Tasks:
**A.** Summarize the Folsom 100 page in two sentences.
**B.** According to the Folsom 100 page, how long is the race's cutoff?
**C.** Please carry on the Folsom 100 page from the point where it stops.

===== Source extract =====

Get a race-day plan built around YOUR fitness, this exact Folsom 100 loop, and your projected splits. Summit Line reads your real training, builds a plan for the rolling climbs and the heat, and rehearses your fueling so race day is something you execute, not guess at.

Folsom 100 FAQ

How hard is the Folsom 100?

The Folsom 100 is a real 100 miler, but it is on the more runnable end of the NorCal hundreds. It is a single big clockwise loop around Folsom Lake on mostly foothill single-track and fire road, with rolling hills and a couple of genuine climbs (Cardiac Hill, the Meat Grinder, K2 up in Cool) rather than one giant mountain pass. The catch is the format: a roughly 7 PM Friday start means you run into the night almost immediately, the August heat lands on you the next afternoon, and there is a stretch of road miles in the middle. The 34-hour cutoff is generous, so a prepared runner who can keep moving and manage the heat has plenty of room to finish.

How much climbing is in the Folsom 100?

The race does not publish an official total elevation gain, so be careful with any single number you see (GPS watches disagree a lot on this lake). What you can count on is that this is rolling foothill terrain, not a high-alpine grind. The vert comes in repeated short, punchy climbs and a few named ones (Cardiac Hill on the way up to Auburn Overlook, the Meat Grinder, K2 near Cool), not in one long sustained ascent. Treat it as a course where the climbing nibbles at your legs all day rather than one big climb you can brace for.

What time does the Folsom 100 start, and why an evening start?

The 100 mile has gone off in the evening, around 7 PM on the Friday, which is unusual but on purpose. Because the loop runs clockwise around Folsom Lake in the August heat, starting at night lets you bank cooler, shaded miles in the dark before the sun is a problem. The trade-off is you are running through the night on fresh legs, then you hit the hot middle of the course (including the road section) the following afternoon when you are already tired. Always confirm the exact start time for the year you are running, since it can shift.

===== Data =====

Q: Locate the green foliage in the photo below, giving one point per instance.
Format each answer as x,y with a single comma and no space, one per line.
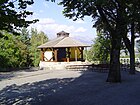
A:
21,51
100,50
13,14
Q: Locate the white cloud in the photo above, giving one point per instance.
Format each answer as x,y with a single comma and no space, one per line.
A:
80,29
77,21
45,21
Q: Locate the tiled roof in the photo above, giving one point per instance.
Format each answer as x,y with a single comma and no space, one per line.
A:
63,42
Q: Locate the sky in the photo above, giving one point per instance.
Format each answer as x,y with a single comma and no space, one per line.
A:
52,21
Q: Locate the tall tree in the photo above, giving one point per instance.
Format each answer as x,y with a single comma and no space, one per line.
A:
111,15
133,28
100,48
13,14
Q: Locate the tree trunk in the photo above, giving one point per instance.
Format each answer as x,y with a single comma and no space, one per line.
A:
132,62
114,71
130,46
132,51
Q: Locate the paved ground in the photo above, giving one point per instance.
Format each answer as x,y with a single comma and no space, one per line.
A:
68,88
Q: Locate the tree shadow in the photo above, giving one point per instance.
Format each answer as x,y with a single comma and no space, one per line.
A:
88,89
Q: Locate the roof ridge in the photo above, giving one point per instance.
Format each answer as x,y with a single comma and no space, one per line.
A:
60,40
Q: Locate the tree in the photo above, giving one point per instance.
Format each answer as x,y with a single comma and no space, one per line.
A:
100,49
108,15
133,28
37,38
13,14
12,52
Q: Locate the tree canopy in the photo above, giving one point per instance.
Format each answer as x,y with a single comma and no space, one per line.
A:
113,17
21,50
13,14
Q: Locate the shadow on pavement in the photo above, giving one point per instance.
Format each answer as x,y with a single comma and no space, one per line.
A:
88,89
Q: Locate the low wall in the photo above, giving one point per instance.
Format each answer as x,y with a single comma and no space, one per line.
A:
59,65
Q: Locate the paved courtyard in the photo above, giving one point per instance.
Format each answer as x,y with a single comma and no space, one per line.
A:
61,87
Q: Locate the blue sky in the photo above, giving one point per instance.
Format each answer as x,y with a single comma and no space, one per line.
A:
53,21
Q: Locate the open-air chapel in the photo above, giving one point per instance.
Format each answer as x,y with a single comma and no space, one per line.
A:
62,50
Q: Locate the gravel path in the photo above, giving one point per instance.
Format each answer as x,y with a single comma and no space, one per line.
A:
63,87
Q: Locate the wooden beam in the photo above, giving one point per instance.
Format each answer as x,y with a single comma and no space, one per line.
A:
42,55
55,55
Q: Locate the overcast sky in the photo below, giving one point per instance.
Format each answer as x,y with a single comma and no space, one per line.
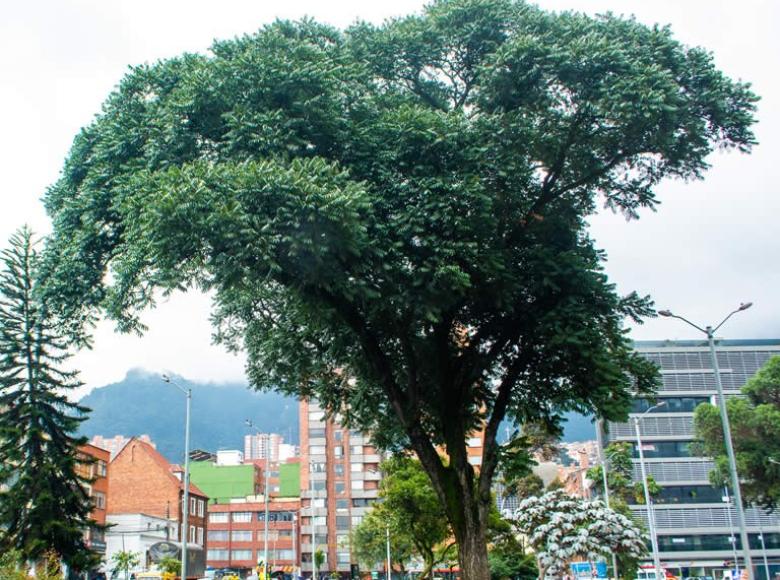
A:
710,245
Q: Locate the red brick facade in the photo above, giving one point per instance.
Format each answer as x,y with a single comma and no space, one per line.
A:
95,469
142,481
236,535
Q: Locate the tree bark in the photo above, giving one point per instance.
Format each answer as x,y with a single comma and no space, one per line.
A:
472,552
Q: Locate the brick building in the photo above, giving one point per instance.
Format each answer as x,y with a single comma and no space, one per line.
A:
142,481
339,481
236,537
94,467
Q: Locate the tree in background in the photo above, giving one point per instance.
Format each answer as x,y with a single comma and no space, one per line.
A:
561,528
124,561
393,219
44,505
369,540
413,512
755,428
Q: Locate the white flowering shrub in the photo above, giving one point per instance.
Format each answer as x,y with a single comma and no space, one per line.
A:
561,528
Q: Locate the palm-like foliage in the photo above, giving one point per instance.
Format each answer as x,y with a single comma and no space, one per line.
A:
44,505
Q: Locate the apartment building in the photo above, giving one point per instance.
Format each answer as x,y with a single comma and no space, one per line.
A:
237,535
697,532
339,482
94,468
144,483
236,486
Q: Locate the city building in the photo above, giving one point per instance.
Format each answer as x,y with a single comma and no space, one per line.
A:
114,444
137,532
93,466
237,534
236,511
262,446
696,529
147,496
339,482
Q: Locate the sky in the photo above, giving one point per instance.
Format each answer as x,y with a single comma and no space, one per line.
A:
710,245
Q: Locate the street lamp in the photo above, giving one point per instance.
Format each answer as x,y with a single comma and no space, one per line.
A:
603,460
709,331
186,508
650,514
265,493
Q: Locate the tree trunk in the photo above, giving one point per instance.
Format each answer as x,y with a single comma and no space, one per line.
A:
472,553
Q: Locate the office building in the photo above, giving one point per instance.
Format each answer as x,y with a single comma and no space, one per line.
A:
697,533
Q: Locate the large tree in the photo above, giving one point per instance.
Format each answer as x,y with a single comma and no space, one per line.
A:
44,504
409,505
755,429
393,219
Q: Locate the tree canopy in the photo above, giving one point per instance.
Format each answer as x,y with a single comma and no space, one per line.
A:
755,428
392,219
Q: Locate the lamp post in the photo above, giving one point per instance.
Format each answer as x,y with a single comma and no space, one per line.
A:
732,539
387,540
650,515
603,460
185,508
709,331
265,494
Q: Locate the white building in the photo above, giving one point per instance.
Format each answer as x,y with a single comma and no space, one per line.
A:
136,533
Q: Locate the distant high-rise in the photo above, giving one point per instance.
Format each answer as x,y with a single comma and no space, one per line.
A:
263,446
339,482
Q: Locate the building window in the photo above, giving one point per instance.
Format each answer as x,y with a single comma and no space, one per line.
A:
242,517
242,554
100,500
218,517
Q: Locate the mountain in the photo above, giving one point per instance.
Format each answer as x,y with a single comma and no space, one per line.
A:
143,403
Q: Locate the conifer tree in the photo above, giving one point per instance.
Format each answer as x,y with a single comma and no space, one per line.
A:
44,505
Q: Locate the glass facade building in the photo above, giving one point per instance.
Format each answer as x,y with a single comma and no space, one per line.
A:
696,528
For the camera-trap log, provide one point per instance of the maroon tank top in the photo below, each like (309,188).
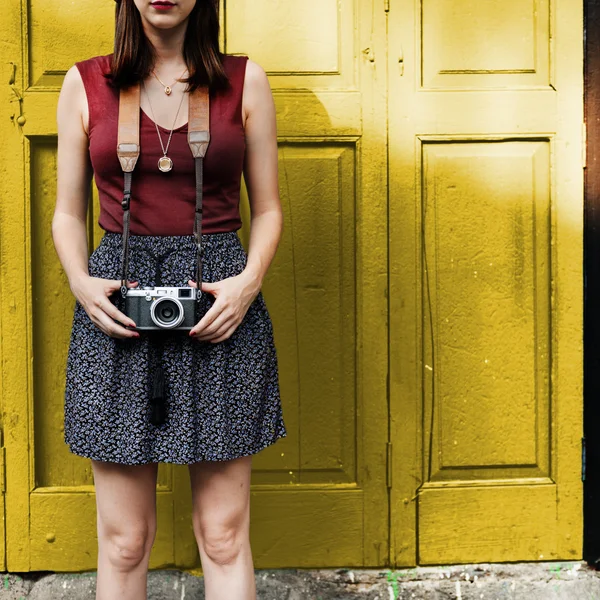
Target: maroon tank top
(164,203)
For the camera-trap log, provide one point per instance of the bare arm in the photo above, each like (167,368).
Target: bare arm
(261,173)
(74,174)
(235,294)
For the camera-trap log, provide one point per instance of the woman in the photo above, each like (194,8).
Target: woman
(221,380)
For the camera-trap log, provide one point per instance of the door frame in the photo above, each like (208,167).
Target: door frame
(591,318)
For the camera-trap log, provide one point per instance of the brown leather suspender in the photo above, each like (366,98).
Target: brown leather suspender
(128,151)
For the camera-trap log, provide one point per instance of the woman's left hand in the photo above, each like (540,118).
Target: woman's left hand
(233,297)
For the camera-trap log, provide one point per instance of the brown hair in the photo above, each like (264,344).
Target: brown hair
(134,55)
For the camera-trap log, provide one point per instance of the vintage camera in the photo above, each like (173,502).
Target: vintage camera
(162,307)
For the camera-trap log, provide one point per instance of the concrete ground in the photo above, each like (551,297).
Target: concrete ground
(561,580)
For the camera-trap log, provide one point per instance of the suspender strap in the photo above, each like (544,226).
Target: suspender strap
(128,151)
(198,139)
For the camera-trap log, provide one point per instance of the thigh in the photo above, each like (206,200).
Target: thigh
(125,499)
(221,494)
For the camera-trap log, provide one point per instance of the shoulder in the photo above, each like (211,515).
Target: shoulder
(256,85)
(94,66)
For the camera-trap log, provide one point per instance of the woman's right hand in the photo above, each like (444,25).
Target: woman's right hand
(93,295)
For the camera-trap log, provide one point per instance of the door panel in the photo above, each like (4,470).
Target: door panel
(486,283)
(313,493)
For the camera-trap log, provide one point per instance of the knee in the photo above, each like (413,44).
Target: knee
(127,550)
(222,544)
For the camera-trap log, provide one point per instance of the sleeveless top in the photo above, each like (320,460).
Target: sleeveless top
(164,203)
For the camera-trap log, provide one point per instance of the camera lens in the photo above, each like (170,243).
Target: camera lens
(167,312)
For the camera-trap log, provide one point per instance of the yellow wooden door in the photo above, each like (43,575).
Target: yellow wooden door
(486,208)
(320,496)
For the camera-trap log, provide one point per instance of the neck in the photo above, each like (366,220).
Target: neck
(168,46)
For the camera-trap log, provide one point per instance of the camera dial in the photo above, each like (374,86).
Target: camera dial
(167,312)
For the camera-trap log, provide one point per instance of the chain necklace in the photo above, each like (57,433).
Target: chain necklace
(168,88)
(165,164)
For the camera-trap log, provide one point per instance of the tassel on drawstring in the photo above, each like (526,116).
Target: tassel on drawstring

=====

Task results:
**A.** The Folsom 100 is a single clockwise loop around Folsom Lake on rolling foothill single-track and fire road, with a few named climbs, such as Cardiac Hill, the Meat Grinder and K2, rather than one big mountain pass. It starts around 7 PM on a Friday so runners can cover cooler miles in the dark, but they then face the August heat and a road section the next afternoon, though the 34-hour cutoff gives prepared runners plenty of room to finish.

**B.** The cutoff is 34 hours.

**C.**
What are the cutoff times and aid stations for the Folsom 100?

The 100 mile has a 34-hour overall cutoff, which is roomy for the distance. The loop is supported by a string of aid stations roughly every 5 to 11 miles, with named stops like Rattlesnake, Cardiac Hill, Auburn Overlook Park, Cool, Rattlesnake Bar, Skunk Hollow, Magnolia, and Browns Ravine on the way back to Granite Bay. Drop bags are typically allowed at a few of them (Auburn Overlook, Cool, Skunk Hollow), and pacers can join from Auburn Overlook. Confirm the current aid-station list, spacing, and any intermediate cutoffs in the race-day details before you start.

Do I need a crew, pacer, or drop bags for the Folsom 100?

You can finish self-supported off the aid stations and drop bags, but a crew and a pacer make a hot night hundred a lot more manageable. Drop bags get you to a few key points (Auburn Overlook, Cool, Skunk Hollow), so stash lights, a jacket for the night, sunscreen and extra fluid for the day, and your backup nutrition. Pacers are allowed starting at Auburn Overlook, which is exactly when company helps: through the late night, the hot afternoon, and the long grind back toward the finish. A reflective vest and a light are required on the road and at night, so pack those no matter what.

What is the terrain and weather like at the Folsom 100?

It is mostly unpaved (the race describes it as around 85 percent trail) on the single-track and fire roads that ring Folsom Lake, with a real road stretch in the middle (roughly 10 miles of pavement) that tends to land in the hot part of the day. Early August in the Sierra foothills is hot and dry, often well into the 90s in the afternoon, then it cools off at night, so you are dressing for two very different races in one. Plan for full dark on the front end (lights, a layer) and for serious heat management on the back end (fluid, sodium, sun cover). Confirm conditions and any course changes with the race before you go.

This guide is independent and for planning only. The course details, dates, start time, cutoffs, and aid stations come from public sources and can change year to year, so confirm the current specifics with the official race before you register or run. The fueling and pacing advice is general and not medical advice.